» What you need to do
Reproduce word for word the stretch of the toxic classification model text from "- Create a data" through "files if needed.".

== Reading text ==

This repo includes a single model (no ensemble) for toxic classification challange. The public LB score is ~ 0.93.
The backbone model from Hugginface is finetuned in the notebook pytorch_model.ipynb.
The model trained using Google Cloud: https://www.kaggle.com/quanncore/xlm-roberta-large
The notebook for model inference on test data of toxic classification: https://www.kaggle.com/quanncore/pytorch-tpu-inference
Presentation for the project: https://docs.google.com/presentation/d/1Xq4q_AWzQQY08NwAKbgzBaVmv4a_iquNufSz5TTqUys/edit?usp=sharing
Several methods applied in the model:
- Translated training data (from English to other languages) have been used.
- Further fine-tuning has been performed on the validation dataset.
- Data augmentation on the training set has been used.
- Class balancing on a distributed environment has been used.
- TPU is supported.
- A multisample dropout network has been used on the classifier head.
- The hidden states of transformers have been aggregated by attention weights instead of using the last layer.
- Different learning rates for the backbone model and classifier head have been used.
- Stochastic Weight Averaging (SWA) has been used.
Reproduction step of training:
- Create a credential folder and put the Github and Kaggle credential files in JSON format.
- Create a data folder and put the toxic dataset on it. You can change the data paths on the training notebook.
- Create a model folder for storing different training model versions.
- Create a output folder for storing submission files if needed.

===
== Data ==

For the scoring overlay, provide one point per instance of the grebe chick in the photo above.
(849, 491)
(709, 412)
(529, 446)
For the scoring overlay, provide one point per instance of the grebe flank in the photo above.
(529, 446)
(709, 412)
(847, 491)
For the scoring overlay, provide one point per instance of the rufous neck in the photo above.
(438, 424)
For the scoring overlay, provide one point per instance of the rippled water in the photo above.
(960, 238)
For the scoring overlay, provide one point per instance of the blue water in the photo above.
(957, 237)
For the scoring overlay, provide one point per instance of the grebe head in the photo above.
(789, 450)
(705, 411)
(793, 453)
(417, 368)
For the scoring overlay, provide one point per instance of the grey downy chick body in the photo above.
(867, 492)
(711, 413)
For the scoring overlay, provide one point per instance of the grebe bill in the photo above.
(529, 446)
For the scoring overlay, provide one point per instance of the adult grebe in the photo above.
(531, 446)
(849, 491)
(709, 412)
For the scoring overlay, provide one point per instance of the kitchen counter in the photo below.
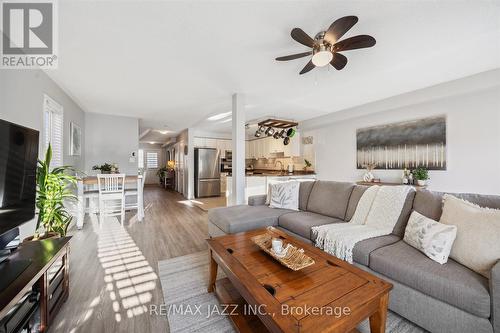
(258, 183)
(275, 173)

===
== Data ==

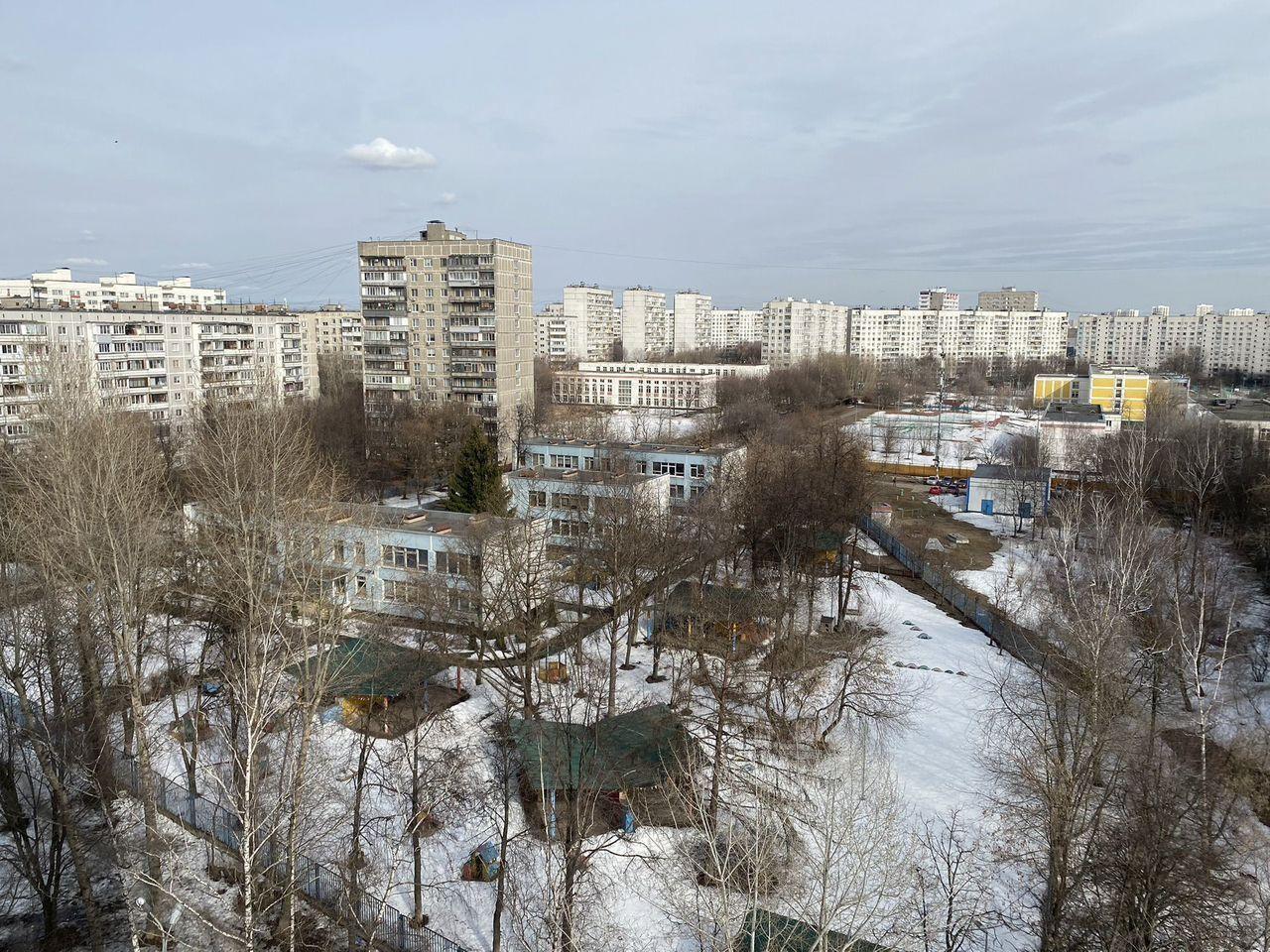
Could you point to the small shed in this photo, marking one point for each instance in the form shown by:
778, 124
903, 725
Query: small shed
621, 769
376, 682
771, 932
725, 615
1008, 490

===

» Task output
- Create a data folder and put the toxic dataset on it. You can change the data paths on the training notebook.
- Create a model folder for storing different training model versions.
- Create a output folder for storing submission files if needed.